# The task
Render the data below as a numbered list, beginning with the line that contains "Can you find the white fur" and ending with the line that contains "[93, 0, 554, 213]". Skip any blank lines.

Entries from a dataset
═══

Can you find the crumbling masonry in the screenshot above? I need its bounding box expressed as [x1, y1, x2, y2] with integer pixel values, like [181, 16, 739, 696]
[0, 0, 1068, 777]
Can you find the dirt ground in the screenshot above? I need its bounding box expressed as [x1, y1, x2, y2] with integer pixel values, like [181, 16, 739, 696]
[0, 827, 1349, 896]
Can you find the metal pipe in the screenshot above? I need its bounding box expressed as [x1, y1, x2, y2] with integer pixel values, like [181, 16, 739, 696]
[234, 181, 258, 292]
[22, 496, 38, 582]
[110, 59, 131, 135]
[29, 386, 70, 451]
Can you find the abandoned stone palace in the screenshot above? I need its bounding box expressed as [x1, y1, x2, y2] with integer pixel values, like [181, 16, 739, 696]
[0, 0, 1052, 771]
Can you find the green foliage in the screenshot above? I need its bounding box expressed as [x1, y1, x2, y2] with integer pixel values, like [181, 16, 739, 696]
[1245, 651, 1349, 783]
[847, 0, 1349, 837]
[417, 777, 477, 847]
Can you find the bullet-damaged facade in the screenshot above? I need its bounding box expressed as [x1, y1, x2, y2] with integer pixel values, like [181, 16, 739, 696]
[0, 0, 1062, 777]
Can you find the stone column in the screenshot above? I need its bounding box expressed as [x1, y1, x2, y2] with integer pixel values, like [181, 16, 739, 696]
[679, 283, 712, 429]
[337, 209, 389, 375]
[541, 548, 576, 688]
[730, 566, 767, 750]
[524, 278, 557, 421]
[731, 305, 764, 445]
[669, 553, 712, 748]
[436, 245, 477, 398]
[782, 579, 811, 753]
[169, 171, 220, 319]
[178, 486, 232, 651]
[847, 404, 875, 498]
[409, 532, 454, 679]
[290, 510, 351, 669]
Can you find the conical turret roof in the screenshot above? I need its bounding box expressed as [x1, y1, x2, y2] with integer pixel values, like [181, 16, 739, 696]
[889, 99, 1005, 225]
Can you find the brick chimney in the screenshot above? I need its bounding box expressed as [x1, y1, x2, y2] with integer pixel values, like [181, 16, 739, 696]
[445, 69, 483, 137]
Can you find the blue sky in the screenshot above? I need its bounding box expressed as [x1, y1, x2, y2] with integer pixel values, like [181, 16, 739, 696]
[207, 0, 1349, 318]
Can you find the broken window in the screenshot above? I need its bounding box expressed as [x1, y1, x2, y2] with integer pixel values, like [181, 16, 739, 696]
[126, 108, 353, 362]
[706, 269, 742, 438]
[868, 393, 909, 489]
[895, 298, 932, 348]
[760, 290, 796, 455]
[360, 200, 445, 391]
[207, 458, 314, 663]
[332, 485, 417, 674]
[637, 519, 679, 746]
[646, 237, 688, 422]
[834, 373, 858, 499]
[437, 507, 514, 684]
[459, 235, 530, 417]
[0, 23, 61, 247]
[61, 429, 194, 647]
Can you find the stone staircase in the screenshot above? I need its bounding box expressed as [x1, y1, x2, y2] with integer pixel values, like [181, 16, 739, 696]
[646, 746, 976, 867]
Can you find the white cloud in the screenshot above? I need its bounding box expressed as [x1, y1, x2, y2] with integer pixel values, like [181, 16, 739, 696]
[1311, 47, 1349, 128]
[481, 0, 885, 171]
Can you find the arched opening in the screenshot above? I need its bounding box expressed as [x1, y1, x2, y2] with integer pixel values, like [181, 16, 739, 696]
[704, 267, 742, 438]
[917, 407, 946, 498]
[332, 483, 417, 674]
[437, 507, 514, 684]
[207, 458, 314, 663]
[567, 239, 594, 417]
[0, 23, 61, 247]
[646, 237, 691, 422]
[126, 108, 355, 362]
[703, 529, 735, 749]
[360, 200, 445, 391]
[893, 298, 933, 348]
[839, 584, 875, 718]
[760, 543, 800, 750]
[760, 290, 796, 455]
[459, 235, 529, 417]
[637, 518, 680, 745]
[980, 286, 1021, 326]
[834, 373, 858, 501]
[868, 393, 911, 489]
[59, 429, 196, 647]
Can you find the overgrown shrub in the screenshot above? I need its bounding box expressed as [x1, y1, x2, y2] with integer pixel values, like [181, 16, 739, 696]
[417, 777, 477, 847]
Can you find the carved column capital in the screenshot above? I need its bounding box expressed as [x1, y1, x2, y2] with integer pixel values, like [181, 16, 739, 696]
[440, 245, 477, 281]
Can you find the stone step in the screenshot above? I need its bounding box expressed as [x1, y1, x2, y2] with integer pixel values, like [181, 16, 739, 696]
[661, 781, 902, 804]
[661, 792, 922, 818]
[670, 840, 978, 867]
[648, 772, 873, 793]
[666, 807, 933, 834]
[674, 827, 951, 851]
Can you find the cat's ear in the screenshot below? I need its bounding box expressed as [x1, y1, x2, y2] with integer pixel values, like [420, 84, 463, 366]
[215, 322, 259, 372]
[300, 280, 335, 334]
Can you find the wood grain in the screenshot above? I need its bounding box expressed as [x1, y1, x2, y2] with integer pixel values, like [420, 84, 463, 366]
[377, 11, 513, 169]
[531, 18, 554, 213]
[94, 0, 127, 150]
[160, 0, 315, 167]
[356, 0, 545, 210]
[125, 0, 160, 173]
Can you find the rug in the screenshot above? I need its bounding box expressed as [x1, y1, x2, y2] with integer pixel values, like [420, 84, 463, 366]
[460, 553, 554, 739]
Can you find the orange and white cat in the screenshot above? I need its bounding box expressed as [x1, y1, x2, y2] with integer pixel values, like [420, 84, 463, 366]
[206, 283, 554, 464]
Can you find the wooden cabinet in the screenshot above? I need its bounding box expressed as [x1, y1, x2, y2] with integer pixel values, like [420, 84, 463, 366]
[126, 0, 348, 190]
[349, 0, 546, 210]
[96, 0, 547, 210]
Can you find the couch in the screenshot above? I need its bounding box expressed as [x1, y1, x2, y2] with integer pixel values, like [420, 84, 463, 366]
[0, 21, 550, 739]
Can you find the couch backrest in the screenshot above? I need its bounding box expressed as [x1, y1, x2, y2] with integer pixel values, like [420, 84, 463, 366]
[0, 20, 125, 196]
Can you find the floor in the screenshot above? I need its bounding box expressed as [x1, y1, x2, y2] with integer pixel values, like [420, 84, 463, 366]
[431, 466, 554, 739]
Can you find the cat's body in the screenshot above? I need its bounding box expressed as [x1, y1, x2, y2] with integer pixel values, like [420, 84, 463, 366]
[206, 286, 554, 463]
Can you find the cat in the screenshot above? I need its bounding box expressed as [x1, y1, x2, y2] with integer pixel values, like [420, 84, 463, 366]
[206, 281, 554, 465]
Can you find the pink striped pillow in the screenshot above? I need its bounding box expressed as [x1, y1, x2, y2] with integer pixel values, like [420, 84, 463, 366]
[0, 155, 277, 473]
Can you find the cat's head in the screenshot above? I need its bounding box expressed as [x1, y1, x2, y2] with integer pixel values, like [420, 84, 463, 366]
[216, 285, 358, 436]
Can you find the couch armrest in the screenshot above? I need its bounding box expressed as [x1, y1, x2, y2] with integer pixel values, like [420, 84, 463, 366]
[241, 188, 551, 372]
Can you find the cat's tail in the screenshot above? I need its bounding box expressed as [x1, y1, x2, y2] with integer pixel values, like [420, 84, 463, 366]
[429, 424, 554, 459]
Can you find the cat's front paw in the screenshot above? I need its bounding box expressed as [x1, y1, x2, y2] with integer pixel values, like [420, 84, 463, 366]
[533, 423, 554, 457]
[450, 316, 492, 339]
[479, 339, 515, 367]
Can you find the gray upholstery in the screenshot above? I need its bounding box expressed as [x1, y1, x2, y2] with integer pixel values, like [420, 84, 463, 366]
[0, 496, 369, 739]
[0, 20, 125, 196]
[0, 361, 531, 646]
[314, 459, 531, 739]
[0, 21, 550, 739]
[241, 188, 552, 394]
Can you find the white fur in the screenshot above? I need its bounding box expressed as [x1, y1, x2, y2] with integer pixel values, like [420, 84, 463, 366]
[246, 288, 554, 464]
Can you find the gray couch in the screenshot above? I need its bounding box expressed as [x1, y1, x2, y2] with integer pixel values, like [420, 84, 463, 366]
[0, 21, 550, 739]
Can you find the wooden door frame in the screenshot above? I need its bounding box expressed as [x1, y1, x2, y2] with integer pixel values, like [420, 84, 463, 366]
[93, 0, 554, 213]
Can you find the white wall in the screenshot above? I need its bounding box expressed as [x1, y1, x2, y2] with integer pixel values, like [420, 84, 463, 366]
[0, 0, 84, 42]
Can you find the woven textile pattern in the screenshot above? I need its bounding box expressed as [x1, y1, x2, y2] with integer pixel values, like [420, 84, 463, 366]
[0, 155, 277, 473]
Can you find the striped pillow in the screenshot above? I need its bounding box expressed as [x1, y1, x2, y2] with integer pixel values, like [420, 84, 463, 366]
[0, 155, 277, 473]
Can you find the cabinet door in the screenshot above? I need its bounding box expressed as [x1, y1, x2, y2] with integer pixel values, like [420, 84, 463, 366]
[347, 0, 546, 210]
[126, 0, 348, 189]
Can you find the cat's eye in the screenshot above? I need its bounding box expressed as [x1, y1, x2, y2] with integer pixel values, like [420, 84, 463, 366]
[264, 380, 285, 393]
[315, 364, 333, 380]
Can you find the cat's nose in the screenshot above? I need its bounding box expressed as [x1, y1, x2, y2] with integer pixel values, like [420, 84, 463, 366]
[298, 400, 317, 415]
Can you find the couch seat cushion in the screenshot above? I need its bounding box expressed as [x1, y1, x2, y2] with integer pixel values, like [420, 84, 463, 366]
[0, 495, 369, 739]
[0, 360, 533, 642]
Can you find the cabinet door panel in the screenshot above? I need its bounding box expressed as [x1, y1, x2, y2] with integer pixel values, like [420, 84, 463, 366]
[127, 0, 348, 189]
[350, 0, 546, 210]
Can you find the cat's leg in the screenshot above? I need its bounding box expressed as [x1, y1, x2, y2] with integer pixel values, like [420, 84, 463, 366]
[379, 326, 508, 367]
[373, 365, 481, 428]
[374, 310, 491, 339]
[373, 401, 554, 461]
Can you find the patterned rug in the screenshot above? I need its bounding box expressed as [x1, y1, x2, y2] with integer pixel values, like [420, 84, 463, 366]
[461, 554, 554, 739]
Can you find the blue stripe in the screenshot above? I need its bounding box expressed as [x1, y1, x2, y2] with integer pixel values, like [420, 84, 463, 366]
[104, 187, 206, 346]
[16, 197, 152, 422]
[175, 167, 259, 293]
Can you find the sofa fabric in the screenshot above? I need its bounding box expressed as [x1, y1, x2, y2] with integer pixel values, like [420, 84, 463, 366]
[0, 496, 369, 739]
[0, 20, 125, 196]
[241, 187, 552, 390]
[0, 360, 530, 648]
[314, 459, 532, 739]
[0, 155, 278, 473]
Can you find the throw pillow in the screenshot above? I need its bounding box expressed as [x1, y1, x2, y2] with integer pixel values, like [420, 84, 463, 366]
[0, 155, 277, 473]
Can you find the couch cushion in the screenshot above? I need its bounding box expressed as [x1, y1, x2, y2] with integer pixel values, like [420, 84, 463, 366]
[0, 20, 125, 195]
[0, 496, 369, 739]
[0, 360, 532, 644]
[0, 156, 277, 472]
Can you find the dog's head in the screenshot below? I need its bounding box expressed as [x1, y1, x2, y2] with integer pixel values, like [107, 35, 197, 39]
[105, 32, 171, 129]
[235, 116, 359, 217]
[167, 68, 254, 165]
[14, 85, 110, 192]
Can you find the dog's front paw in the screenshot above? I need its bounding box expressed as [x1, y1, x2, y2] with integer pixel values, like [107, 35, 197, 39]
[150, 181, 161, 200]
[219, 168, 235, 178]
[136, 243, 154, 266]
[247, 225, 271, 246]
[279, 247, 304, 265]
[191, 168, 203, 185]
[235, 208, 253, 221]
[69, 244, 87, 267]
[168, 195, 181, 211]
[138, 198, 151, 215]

═══

# Correct result
1. Can you find the white fur in the screenshot above? I need its bounding box expressed as [x1, y1, x2, y2] with integer pixel values, like [420, 84, 463, 366]
2. [246, 288, 554, 464]
3. Can you find the gray couch in the screenshot above? I need its bounding box expressed as [x1, y1, x2, y2] with integer pixel values, like [420, 84, 463, 366]
4. [0, 21, 550, 739]
5. Can you find the wooden door frame in the screenshot above? I need its bounding box expressed as [x1, y1, x2, y2] with integer pixel values, like [420, 84, 463, 366]
6. [93, 0, 554, 213]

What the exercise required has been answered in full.